What you will do:
Rewrite the stretch of records from the line containing "Find every metal" through the line containing "[[14, 227, 354, 531]]" as a two-column CSV with the headers instruction and output. Each record gets one row, with its text under instruction and its answer under output, each in a single quoted field and with any line breaks replaced by spaces.

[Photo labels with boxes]
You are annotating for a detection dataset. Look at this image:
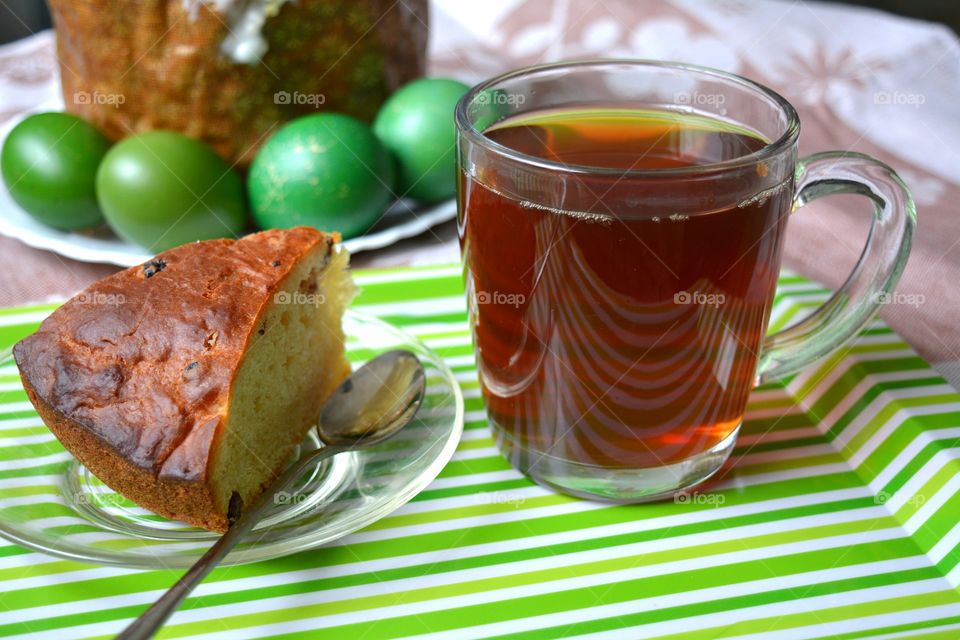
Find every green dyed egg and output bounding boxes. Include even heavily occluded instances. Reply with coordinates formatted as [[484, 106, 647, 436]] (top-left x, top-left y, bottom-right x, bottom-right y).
[[373, 78, 469, 202], [247, 113, 394, 238]]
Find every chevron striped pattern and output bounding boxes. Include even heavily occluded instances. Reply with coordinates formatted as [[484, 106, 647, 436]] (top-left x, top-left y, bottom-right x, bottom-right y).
[[0, 267, 960, 640]]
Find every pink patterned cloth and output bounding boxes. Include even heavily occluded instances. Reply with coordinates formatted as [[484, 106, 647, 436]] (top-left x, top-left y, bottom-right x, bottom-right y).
[[0, 0, 960, 383]]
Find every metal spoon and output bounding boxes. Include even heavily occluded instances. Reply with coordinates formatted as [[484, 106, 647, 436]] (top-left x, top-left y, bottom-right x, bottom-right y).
[[117, 351, 426, 639]]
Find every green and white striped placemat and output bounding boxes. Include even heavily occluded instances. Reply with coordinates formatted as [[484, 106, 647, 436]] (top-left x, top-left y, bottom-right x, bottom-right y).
[[0, 267, 960, 640]]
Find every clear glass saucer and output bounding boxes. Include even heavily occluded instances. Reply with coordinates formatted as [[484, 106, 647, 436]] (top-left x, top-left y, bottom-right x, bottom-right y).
[[0, 312, 463, 568]]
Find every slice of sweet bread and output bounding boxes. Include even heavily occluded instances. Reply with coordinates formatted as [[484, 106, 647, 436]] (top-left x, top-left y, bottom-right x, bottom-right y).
[[14, 227, 354, 531]]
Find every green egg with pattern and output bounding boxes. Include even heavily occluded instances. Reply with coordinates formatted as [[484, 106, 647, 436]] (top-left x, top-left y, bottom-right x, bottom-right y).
[[247, 113, 395, 238]]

Solution to this task:
instruction,output
"Find every metal spoon and output bounding boxes. Include even heavily occluded instances. Reply with coordinates formatted as [[484, 106, 647, 436]] (top-left x, top-left y, bottom-right x, bottom-right y).","[[117, 351, 426, 639]]"
"Find every green and white striped placemat and output bounding boxes. Include even heavily occluded instances. Reply with coordinates formatted as [[484, 106, 647, 436]] (top-left x, top-left y, bottom-right x, bottom-right y).","[[0, 267, 960, 640]]"
"Find every clear glass saucer and output bounding boxes. Include even heavily occluded instances. Reply with coordinates formatted as [[484, 106, 647, 436]] (top-left x, top-left y, bottom-right x, bottom-right y).","[[0, 312, 463, 568]]"
"Find every slice of sweet bread and output bounding boxes. Include even heavily occluded instances. Reply with coordinates formatted as [[484, 106, 647, 436]] (top-left x, top-left y, bottom-right x, bottom-right y).","[[14, 227, 354, 531]]"